** The records follows **

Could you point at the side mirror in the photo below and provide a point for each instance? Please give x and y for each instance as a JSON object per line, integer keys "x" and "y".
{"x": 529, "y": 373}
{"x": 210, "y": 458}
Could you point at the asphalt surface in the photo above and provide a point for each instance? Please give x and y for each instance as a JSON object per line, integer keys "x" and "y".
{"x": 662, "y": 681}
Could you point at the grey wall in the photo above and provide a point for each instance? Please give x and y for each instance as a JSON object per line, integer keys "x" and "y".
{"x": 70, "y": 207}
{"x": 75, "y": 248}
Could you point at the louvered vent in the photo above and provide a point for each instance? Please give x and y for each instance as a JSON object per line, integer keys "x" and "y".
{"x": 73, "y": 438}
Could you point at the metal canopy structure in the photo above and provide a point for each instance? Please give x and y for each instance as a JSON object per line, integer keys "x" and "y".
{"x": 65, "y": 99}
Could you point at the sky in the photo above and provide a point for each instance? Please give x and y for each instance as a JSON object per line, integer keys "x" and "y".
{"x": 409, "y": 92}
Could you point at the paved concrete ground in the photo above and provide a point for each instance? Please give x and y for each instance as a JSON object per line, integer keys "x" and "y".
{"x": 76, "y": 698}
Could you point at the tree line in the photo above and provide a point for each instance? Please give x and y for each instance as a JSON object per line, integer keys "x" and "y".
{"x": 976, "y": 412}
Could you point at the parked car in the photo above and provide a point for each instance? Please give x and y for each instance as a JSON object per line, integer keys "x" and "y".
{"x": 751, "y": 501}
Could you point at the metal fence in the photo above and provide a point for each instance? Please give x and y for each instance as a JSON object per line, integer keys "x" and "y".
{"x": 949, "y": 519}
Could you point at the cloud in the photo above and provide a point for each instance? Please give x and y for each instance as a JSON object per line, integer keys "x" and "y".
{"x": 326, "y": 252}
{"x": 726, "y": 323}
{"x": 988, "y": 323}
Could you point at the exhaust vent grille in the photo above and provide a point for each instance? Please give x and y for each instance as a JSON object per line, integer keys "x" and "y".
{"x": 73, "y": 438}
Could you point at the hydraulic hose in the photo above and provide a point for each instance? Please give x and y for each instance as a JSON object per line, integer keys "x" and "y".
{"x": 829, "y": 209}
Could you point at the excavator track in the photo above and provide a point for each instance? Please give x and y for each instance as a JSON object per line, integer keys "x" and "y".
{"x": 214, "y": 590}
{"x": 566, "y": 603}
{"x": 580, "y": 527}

** End of The records **

Return the data above in full. Keep every line exactly as it is.

Could you point at the side mirror in the photo below and provide a point for each instance? Please give x and y for each instance as a JSON object per line, integer keys "x" and "y".
{"x": 529, "y": 373}
{"x": 210, "y": 458}
Could you point at the asphalt surface in the photo above and provide a point for each instance? Please give x and y for each instance as a JSON object per line, integer keys "x" and "y".
{"x": 662, "y": 681}
Could you point at the grey wall in the photo above and provide a point for each instance? Please give x and y for each instance as a JSON object per line, integer keys "x" and "y".
{"x": 70, "y": 207}
{"x": 75, "y": 248}
Could you point at the louvered vent in the photo above and provide a point for each instance? Please give x and y for each instance as a JSON object per line, integer keys "x" and "y".
{"x": 73, "y": 438}
Could you point at the metal canopy structure in the photo above and provide a point for each instance? Please give x and y for each instance as a JSON object per line, integer keys "x" and "y".
{"x": 65, "y": 99}
Could you point at the sky in the photo above and provide a point for each instance? Please give x and y for each instance as a JSON object per line, integer keys "x" and "y".
{"x": 409, "y": 92}
Could you point at the paved concrete ground in the photo above and provide a point for each instance? Please give x and y for each instance as a JSON object per line, integer keys "x" and "y".
{"x": 76, "y": 698}
Could you point at the tree line in the photo above and provide a point for each instance? Please give x and y for each instance as a JSON object per line, integer keys "x" and "y".
{"x": 976, "y": 412}
Could you point at the parked car in the photo above and provide a point for each instance? Please give x and y for each instance as a JSON object per line, integer keys "x" and "y".
{"x": 751, "y": 501}
Could you point at the metal fence in the photo above and provide a point for each instance? Please give x and y for each instance as a JSON object per line, integer keys "x" and "y".
{"x": 949, "y": 519}
Could you point at the cloud in the photo above and provide a point for each instance? Please give x and y for each instance as a JSON object per line, integer keys "x" and "y".
{"x": 326, "y": 252}
{"x": 726, "y": 323}
{"x": 988, "y": 323}
Could you point at the exhaust vent grille in the photo above and provide a point for each instance? Please give x and y for each instance as a JSON object per line, integer keys "x" and "y".
{"x": 73, "y": 438}
Could you point at the hydraulic hose in the photo above and provide a point for each instance? Please give x and y for each instance as a JSON object per line, integer keys "x" and "y".
{"x": 829, "y": 209}
Could you point at the excavator track in the photo above and provide a point for each instance? Please give x and y for each instance as a JSON object per line, integer keys "x" and "y".
{"x": 214, "y": 590}
{"x": 566, "y": 603}
{"x": 580, "y": 527}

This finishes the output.